### Assignment
Your reply should hold only the lines from the records below where "window" occurs.

┌──

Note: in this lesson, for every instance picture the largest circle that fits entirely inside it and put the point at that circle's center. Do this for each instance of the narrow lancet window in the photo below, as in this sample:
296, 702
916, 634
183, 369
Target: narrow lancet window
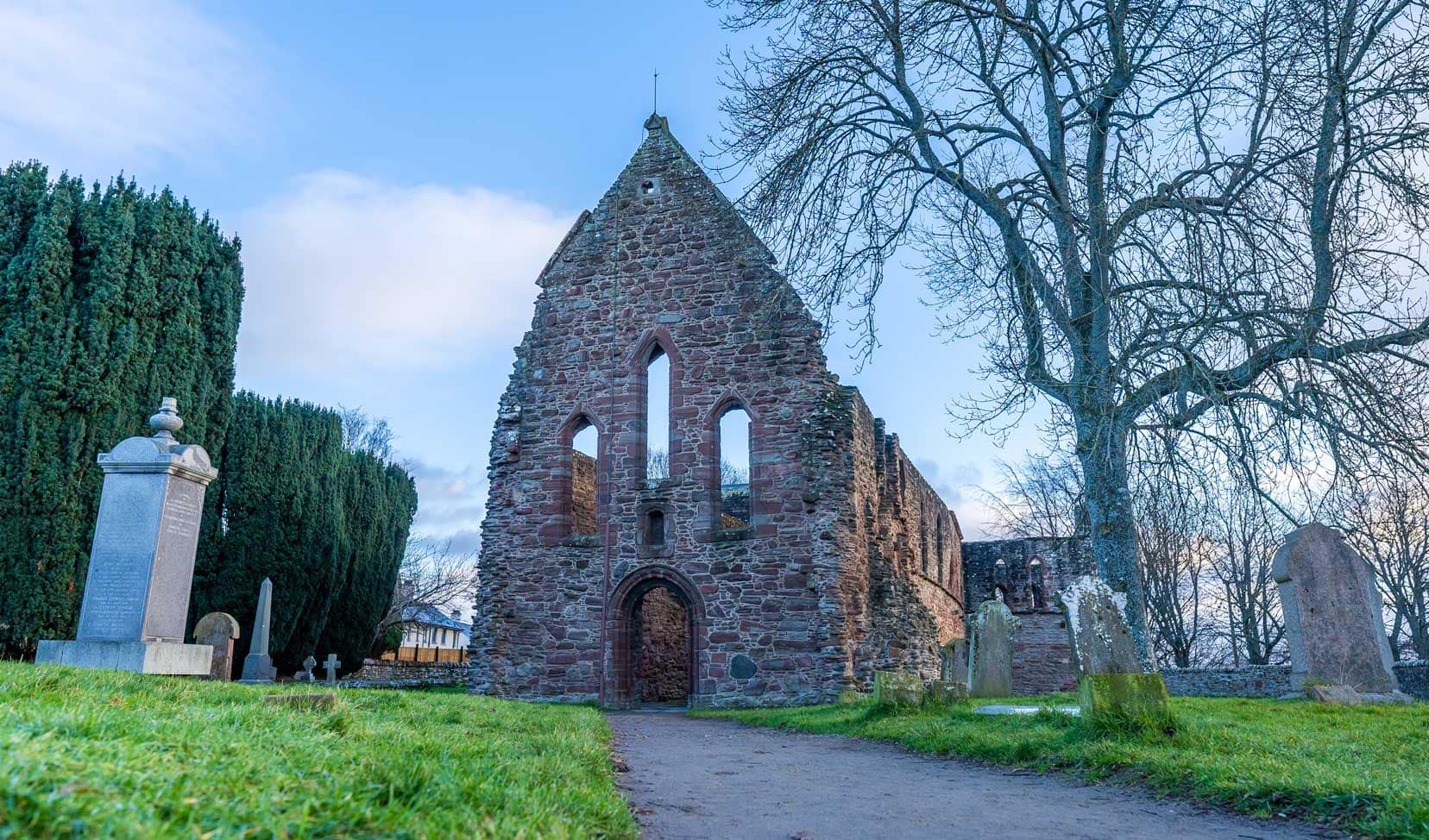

└──

### Answer section
Note: in this lesson, for every instance picture the largest circle that fits entirely inside it and put the point at that circle's center. Do this for each instance of the narrow lancet window in the photo below, as in this sample:
Target: narrow lancet window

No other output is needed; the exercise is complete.